Exercise prompt: Scan the records below. List lines holding "foot".

(Stored records)
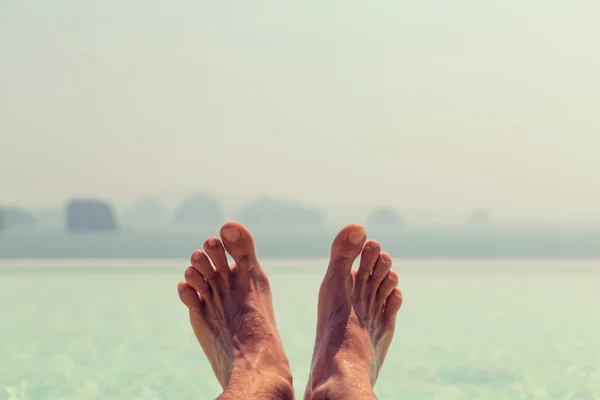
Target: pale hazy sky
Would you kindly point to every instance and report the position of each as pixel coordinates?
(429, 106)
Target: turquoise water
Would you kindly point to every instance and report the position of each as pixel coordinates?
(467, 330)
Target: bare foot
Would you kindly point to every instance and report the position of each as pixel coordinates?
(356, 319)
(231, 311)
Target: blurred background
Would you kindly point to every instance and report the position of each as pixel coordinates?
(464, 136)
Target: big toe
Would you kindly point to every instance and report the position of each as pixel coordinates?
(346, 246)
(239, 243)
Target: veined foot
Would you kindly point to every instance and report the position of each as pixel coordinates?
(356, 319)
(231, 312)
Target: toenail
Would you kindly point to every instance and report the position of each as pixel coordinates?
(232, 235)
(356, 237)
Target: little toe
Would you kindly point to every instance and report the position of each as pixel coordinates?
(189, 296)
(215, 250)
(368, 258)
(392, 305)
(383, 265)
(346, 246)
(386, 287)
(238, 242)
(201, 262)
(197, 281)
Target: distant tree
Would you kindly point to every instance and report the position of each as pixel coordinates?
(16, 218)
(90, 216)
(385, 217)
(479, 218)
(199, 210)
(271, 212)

* * *

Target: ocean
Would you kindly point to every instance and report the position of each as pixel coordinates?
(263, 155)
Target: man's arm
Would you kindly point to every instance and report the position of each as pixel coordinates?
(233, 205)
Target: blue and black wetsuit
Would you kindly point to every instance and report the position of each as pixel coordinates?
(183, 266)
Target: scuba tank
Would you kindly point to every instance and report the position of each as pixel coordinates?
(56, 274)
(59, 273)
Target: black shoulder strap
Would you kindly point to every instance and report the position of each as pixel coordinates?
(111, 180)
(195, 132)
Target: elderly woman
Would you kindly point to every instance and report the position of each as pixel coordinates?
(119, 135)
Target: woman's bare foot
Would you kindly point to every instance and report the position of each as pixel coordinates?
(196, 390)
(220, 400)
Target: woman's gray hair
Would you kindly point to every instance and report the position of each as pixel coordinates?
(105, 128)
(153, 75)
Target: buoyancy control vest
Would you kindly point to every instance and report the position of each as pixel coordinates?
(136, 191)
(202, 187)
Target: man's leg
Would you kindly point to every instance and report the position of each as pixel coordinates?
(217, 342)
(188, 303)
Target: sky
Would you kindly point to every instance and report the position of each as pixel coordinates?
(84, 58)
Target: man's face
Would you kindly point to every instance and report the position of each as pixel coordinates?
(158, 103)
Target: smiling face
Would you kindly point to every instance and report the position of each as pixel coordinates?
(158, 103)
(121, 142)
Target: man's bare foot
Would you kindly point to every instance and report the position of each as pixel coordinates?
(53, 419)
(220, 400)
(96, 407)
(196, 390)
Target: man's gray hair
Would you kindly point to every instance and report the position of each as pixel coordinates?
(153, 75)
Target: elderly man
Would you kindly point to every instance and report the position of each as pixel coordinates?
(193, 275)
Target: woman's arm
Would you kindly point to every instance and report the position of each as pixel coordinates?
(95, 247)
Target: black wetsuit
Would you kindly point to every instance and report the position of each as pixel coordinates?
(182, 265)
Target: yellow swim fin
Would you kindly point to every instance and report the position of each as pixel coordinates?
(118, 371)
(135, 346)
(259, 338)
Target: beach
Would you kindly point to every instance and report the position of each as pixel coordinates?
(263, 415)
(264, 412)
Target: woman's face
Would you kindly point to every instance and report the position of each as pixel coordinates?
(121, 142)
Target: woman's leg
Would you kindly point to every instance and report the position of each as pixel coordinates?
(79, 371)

The completed task:
Target: bare foot
Target: veined foot
Target: woman's bare foot
Target: man's bare foot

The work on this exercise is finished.